[Dataset entries]
Start
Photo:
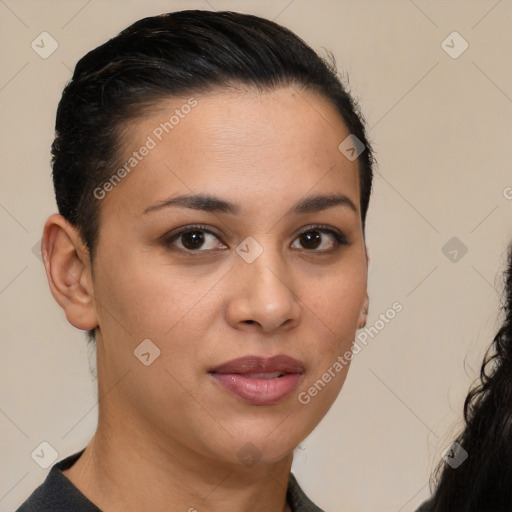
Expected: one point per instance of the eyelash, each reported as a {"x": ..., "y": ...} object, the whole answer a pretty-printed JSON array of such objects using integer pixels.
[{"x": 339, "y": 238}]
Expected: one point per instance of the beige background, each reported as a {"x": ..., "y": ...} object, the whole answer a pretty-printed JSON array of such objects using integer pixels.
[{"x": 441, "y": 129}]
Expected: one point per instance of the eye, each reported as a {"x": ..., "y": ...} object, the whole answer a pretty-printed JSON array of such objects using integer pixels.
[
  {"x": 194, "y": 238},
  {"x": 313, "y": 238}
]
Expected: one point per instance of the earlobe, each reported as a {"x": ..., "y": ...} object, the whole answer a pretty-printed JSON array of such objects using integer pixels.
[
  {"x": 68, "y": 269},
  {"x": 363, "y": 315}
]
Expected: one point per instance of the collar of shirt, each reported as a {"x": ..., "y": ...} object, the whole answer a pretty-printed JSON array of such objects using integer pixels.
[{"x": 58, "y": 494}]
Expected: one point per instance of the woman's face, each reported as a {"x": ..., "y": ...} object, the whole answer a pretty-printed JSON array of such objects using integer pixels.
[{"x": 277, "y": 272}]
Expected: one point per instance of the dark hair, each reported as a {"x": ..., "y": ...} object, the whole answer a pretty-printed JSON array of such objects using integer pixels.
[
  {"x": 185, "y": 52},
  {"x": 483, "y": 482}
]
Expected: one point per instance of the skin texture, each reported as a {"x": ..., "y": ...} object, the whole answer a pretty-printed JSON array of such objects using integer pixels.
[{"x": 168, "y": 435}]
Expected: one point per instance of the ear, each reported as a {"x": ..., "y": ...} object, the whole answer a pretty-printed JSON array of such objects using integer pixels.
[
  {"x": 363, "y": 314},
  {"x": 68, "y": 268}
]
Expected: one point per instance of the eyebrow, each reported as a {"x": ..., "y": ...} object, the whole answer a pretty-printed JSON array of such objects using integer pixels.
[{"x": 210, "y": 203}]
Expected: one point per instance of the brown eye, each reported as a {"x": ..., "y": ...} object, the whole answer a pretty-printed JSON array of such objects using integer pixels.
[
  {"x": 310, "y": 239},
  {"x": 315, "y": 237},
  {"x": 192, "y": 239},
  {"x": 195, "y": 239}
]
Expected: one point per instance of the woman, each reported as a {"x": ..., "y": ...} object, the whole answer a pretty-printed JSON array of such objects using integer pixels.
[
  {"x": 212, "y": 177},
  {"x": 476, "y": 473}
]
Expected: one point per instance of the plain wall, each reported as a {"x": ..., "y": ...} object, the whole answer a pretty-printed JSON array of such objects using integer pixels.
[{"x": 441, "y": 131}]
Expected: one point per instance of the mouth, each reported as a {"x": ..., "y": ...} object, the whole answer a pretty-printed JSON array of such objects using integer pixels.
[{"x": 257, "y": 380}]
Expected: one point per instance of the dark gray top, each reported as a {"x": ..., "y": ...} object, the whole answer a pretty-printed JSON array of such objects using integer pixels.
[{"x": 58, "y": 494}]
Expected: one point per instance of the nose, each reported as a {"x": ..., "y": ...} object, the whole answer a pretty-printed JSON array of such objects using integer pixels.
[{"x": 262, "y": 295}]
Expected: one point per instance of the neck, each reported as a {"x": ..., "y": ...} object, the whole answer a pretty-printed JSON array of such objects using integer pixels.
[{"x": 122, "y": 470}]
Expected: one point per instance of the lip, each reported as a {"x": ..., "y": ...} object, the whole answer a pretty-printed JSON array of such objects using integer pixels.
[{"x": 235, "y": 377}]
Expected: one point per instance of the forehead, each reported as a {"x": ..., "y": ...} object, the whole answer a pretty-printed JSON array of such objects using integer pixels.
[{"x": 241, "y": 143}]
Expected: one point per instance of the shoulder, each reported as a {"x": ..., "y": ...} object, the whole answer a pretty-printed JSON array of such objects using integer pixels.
End
■ **Goal**: Output the lines of every entry above as a Markdown table with the columns No. and Line, numbering each row and leaving out blank lines. Omit the pictures from the table.

■ **Final answer**:
| No. | Line |
|---|---|
| 1 | Photo: |
| 2 | Expected: one point per instance of the eyelash, each reported as a {"x": ..., "y": ...} object, the whole answer a pretty-printed JSON array of such objects using integer pixels. |
| 3 | [{"x": 339, "y": 238}] |
| 4 | Expected: one point per instance of the beige background, each reported as a {"x": ..., "y": ...} object, the whole answer a pretty-printed JSON array of such objects using integer pixels. |
| 5 | [{"x": 441, "y": 129}] |
| 6 | Expected: one point per instance of the eye, each reported as a {"x": ..., "y": ...} object, the whole answer a pretty-printed JSON array of such objects using integer pixels. |
| 7 | [ |
| 8 |   {"x": 194, "y": 238}, |
| 9 |   {"x": 313, "y": 238} |
| 10 | ] |
| 11 | Expected: one point per instance of the earlobe, each reported as a {"x": ..., "y": ...} object, the whole answer a pretty-printed JSON array of such objects using integer pixels. |
| 12 | [ |
| 13 |   {"x": 68, "y": 269}, |
| 14 |   {"x": 363, "y": 315} |
| 15 | ] |
| 16 | Expected: one point per instance of the collar of shirt, each reported as a {"x": ..., "y": ...} object, the whole answer a pretty-printed JSON array of such objects using integer pixels. |
| 17 | [{"x": 58, "y": 494}] |
| 18 | Expected: one point per instance of the woman's face, each reported as a {"x": ..., "y": ...} object, the whole answer a pretty-printed JSON array of such objects using integer pixels. |
| 19 | [{"x": 277, "y": 272}] |
| 20 | Expected: one point per instance of the dark hair, each reported as a {"x": ..., "y": ...} object, the whole answer a pretty-printed JSON array of such objects using integer pixels. |
| 21 | [ |
| 22 |   {"x": 185, "y": 52}, |
| 23 |   {"x": 483, "y": 482} |
| 24 | ] |
| 25 | Expected: one point per instance of the skin texture, each reported as a {"x": ..., "y": ...} object, the whole answer a pretty-printed JSON array of such objects using integer pixels. |
| 26 | [{"x": 168, "y": 435}] |
| 27 | Expected: one point per instance of the ear, each reported as a {"x": ..., "y": ...} object, the whole answer a pretty-printed JSON array of such objects using integer pixels. |
| 28 | [ |
| 29 |   {"x": 363, "y": 314}, |
| 30 |   {"x": 68, "y": 268} |
| 31 | ] |
| 32 | Expected: one point per instance of the eyebrow, each reported as a {"x": ..., "y": ...} object, the whole answer a pretty-printed JSON array of such objects using integer pixels. |
| 33 | [{"x": 210, "y": 203}] |
| 34 | Expected: one point per instance of the brown eye, each reported as a {"x": ..., "y": ...} object, the whole answer a pretty-printed JSON array of such objects using integer pixels. |
| 35 | [ |
| 36 |   {"x": 310, "y": 239}, |
| 37 |   {"x": 315, "y": 237}, |
| 38 |   {"x": 192, "y": 239}, |
| 39 |   {"x": 195, "y": 239} |
| 40 | ] |
| 41 | Expected: one point per instance of the woman, each reported as a {"x": ..., "y": ...} object, the whole answer a pretty-printed JSON array of such objects using integer pixels. |
| 42 | [ |
| 43 |   {"x": 212, "y": 177}, |
| 44 |   {"x": 476, "y": 473} |
| 45 | ] |
| 46 | Expected: one point per instance of the plain wall, each reported as a {"x": ..., "y": ...} object, the whole answer a pretty-printed JSON array of such objects using integer pixels. |
| 47 | [{"x": 441, "y": 131}] |
| 48 | Expected: one point per instance of the mouth, each reported as a {"x": ..., "y": ...} object, the whole answer a pretty-printed JSON array of such objects using integer pixels. |
| 49 | [{"x": 257, "y": 380}] |
| 50 | Expected: one point per instance of the dark gray top, each reported as a {"x": ..., "y": ...} object, the whole answer a pretty-printed JSON array of such objects using integer pixels. |
| 51 | [{"x": 58, "y": 494}] |
| 52 | Expected: one point per instance of the nose, each reported as a {"x": ..., "y": ...} object, the whole answer a pretty-printed JSON array of such objects using integer pixels. |
| 53 | [{"x": 262, "y": 295}] |
| 54 | Expected: one point per instance of the neck, each reported as a {"x": ..., "y": ...} object, the whole answer a pretty-printed JSON array of such objects using integer pixels. |
| 55 | [{"x": 122, "y": 470}] |
| 56 | Expected: one point per instance of the lip, each reported as a {"x": ..., "y": ...} object, the whole answer a pretty-printed JSON array of such objects using integer pixels. |
| 57 | [{"x": 235, "y": 377}] |
| 58 | Expected: one point per instance of the forehead, each reported as a {"x": ..., "y": ...} object, the whole answer a pretty-printed JSON array of such objects using integer pixels. |
| 59 | [{"x": 241, "y": 143}] |
| 60 | Expected: one point per instance of the shoulder, each reported as a {"x": ..., "y": ...} object, the whole answer a pretty-printed JSON array of such objects using integer pixels. |